**Written problem:**
Starting at the line that contains "Guideline: for every instance of the beige" and going through the end of the listing, switch "innermost" to "central" and leave everything else unchanged. Give back only those lines.

**Raw records:**
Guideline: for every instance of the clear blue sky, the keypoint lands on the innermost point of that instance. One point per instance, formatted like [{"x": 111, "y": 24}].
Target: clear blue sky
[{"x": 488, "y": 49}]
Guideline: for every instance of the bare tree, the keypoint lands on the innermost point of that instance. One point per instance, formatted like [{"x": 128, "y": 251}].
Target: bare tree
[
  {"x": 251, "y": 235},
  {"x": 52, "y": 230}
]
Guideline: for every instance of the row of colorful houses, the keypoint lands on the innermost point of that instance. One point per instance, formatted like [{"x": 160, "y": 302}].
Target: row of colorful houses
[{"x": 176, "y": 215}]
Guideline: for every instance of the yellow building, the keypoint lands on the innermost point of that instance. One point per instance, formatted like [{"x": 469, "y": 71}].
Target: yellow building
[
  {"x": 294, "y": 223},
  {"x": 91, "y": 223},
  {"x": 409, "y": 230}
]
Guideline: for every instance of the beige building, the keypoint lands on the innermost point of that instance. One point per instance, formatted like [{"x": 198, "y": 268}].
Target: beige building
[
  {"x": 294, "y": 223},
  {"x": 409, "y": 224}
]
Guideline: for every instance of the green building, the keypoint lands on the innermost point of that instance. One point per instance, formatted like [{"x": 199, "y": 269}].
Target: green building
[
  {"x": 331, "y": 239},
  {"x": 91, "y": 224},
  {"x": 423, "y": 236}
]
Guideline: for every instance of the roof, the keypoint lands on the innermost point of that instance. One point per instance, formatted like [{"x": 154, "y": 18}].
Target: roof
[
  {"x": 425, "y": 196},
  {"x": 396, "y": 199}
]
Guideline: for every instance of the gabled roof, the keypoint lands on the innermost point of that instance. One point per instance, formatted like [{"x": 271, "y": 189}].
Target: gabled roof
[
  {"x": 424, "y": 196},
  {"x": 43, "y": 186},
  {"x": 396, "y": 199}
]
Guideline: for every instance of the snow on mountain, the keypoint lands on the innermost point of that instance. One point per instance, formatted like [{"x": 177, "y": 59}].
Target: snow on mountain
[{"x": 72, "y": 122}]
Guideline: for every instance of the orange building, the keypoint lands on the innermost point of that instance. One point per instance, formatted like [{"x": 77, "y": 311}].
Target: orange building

**Expected answer:**
Guideline: for every instance of the beige building, the keypoint lands on the central point of that instance. One point per instance, formatted like [{"x": 198, "y": 268}].
Target: beige building
[
  {"x": 294, "y": 223},
  {"x": 409, "y": 224}
]
Guideline: for every instance of the green building, the keypoint lands on the central point of that instance. One point per instance, formatted like [{"x": 199, "y": 269}].
Target: green building
[
  {"x": 331, "y": 239},
  {"x": 91, "y": 224},
  {"x": 423, "y": 236}
]
Guideline: for every instance of the roof, the keypoint lands on the central point of that instance. One point per instance, formatted like [{"x": 154, "y": 18}].
Target: roof
[
  {"x": 425, "y": 196},
  {"x": 396, "y": 199}
]
Guideline: for every instance of the gabled roof, the keypoint lands on the central point of that instance. One point per instance, formatted like [{"x": 271, "y": 189}].
Target: gabled roof
[
  {"x": 424, "y": 196},
  {"x": 43, "y": 186},
  {"x": 396, "y": 199}
]
Guideline: for every instance of the snow on mountain, the keypoint lands on the central point of that instance. One point per instance, formatted like [{"x": 177, "y": 59}].
Target: snow on mountain
[{"x": 72, "y": 122}]
Guideline: for every instance of the orange building, the keypoint lands on the central point of that instance. One point per instance, formatted like [{"x": 77, "y": 311}].
Target: orange building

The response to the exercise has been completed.